# START OF Data listing
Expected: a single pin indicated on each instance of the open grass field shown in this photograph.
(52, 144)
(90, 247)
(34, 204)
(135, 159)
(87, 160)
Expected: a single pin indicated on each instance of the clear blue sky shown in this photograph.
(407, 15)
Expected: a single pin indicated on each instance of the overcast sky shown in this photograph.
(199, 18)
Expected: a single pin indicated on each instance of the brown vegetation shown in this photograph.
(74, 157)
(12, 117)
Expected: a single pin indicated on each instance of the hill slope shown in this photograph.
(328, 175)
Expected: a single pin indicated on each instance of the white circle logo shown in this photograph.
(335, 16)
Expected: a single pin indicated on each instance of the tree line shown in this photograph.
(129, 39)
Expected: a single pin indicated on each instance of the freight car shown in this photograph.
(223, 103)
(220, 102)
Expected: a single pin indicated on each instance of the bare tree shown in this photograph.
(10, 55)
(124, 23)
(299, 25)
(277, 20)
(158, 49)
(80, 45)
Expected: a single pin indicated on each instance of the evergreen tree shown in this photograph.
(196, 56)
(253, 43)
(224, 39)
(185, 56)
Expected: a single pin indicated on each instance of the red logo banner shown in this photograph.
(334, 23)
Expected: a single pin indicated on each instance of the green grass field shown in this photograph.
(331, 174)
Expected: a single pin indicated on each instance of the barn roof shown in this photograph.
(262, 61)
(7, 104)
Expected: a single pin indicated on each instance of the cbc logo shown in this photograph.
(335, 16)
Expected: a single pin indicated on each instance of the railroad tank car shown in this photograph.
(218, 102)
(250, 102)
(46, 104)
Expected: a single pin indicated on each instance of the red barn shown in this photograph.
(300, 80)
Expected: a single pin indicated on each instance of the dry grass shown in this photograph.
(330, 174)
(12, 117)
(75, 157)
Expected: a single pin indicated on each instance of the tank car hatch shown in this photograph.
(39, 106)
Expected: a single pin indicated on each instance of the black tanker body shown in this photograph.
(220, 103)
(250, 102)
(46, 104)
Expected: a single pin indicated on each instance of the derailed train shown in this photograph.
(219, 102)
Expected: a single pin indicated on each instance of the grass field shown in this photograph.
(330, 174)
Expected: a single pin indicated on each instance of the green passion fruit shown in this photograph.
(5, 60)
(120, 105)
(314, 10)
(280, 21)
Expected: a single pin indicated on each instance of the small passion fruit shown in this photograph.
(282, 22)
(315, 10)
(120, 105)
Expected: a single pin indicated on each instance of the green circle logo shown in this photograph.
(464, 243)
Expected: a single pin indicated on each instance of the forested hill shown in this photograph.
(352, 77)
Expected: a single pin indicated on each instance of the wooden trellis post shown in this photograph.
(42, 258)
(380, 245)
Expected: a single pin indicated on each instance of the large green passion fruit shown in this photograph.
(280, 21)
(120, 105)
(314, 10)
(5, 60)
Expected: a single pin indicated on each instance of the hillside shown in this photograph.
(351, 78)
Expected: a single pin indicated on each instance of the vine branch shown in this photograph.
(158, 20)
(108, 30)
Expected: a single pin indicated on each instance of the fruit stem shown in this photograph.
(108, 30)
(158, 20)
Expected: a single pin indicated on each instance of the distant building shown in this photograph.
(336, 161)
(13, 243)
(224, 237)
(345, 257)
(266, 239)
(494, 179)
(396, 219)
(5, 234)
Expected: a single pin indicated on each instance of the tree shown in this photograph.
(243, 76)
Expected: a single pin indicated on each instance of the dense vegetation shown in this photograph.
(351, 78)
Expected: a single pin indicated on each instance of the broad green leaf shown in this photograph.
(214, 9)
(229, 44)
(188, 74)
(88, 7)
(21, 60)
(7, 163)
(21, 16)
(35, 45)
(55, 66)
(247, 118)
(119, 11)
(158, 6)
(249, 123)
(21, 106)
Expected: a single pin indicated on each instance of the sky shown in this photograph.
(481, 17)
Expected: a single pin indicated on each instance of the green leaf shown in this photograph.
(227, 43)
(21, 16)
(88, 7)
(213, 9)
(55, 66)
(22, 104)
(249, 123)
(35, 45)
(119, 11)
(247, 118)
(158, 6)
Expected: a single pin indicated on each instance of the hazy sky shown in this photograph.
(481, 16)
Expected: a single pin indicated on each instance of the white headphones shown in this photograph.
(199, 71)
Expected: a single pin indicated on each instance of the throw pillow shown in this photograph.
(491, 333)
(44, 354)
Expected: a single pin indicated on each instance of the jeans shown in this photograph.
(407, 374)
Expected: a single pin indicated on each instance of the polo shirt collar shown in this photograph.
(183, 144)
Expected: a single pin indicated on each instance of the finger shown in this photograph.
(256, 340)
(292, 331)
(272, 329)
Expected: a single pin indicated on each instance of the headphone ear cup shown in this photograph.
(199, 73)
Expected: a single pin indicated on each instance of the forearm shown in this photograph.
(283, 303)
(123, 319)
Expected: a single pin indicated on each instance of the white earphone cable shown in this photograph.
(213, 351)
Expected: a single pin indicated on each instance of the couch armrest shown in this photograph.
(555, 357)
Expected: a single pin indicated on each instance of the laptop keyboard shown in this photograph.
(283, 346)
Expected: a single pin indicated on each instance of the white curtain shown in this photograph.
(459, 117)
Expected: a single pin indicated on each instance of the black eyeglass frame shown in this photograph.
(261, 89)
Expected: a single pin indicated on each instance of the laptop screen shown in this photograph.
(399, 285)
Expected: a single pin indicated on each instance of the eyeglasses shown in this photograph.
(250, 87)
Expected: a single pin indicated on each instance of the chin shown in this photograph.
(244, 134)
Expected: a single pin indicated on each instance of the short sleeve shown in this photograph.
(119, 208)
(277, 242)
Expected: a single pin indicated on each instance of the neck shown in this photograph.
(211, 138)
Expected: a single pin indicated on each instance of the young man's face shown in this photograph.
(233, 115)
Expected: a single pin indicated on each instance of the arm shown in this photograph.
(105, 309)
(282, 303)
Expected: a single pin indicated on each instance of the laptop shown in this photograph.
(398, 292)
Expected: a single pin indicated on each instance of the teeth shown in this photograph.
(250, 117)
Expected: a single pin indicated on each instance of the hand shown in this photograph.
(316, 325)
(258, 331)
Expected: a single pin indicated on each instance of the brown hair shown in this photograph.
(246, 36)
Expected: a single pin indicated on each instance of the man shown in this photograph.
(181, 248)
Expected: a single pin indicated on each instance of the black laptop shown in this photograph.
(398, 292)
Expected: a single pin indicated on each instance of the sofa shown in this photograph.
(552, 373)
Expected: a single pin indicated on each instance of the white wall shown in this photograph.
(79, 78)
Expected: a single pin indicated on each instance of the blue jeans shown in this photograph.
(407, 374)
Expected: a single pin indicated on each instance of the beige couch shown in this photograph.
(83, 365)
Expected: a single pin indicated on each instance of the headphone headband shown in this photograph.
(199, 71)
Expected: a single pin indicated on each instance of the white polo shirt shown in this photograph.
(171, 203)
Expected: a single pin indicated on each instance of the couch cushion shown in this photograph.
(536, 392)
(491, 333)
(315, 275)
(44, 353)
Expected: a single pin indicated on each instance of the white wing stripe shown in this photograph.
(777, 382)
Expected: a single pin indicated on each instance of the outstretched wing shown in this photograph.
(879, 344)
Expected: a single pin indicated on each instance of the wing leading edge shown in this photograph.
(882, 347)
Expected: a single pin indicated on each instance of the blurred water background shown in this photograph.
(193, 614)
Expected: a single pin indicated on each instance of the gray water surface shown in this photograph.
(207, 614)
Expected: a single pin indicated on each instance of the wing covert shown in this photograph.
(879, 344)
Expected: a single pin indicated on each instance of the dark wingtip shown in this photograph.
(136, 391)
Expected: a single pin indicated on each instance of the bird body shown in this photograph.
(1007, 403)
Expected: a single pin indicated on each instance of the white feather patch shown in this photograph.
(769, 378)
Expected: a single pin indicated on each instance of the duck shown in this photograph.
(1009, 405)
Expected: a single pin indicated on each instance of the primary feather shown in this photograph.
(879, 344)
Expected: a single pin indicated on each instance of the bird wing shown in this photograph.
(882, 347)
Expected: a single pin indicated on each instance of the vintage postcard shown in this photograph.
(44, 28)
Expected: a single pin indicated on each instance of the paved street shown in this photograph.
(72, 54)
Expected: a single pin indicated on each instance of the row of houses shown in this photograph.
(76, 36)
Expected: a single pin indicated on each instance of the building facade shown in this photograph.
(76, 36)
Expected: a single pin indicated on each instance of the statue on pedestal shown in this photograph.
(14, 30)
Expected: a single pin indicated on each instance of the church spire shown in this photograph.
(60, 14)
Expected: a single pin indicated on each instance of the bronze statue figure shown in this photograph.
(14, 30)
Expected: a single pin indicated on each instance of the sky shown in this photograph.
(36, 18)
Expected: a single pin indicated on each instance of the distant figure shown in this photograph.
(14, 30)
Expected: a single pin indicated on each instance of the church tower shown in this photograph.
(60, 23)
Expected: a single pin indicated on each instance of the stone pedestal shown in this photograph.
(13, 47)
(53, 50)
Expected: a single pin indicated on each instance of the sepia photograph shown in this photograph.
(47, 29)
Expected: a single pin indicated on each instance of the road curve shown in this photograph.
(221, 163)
# END OF Data listing
▶ Exercise details
Beginning with the line that contains "covert shown in this photograph.", quote each line exactly through the last line of the entries above, and nothing beyond them.

▶ Task solution
Expected: a single pin indicated on each instance of the wing covert shown in this photograph.
(879, 344)
Expected: a single pin indicated on each instance of the dark wingtip shown in this photograph.
(136, 391)
Expected: a single pin indicated on each instance of the bird body shown in this photograph.
(1007, 403)
Expected: a single pin indicated on each instance of the white feather patch shown in this photograph.
(769, 378)
Expected: a single pin indicated on each instance of the duck shown in this photograph.
(1009, 405)
Expected: a single pin indicated on each instance of the primary feather shown in this photograph.
(879, 344)
Expected: a single pin indicated on each instance of the bird wing shown in this photograph.
(882, 347)
Expected: a single pin indicated on each instance of the vintage postcard shown in this photograph.
(44, 28)
Expected: a single pin indicated on each instance of the paved street shown in this photograph.
(72, 54)
Expected: a single pin indicated on each instance of the row of houses shown in this photograph.
(76, 36)
Expected: a single pin indicated on each instance of the building facade shown in this photograph.
(76, 36)
Expected: a single pin indicated on each instance of the statue on pedestal shown in this photograph.
(14, 30)
Expected: a single pin indicated on each instance of the church spire shown in this photograph.
(60, 14)
Expected: a single pin indicated on each instance of the bronze statue figure shown in this photograph.
(14, 30)
Expected: a single pin indicated on each instance of the sky shown in this photograph.
(36, 18)
Expected: a single pin indicated on each instance of the distant figure shown in this photograph.
(14, 30)
Expected: a single pin indicated on each instance of the church tower shown in this photograph.
(60, 23)
Expected: a single pin indicated on each instance of the stone pedestal shown in this photograph.
(13, 47)
(53, 50)
Expected: a single pin indicated on each instance of the sepia photograph shown in this photograph.
(47, 29)
Expected: a single pin indicated on each instance of the road curve shown in this photograph.
(221, 163)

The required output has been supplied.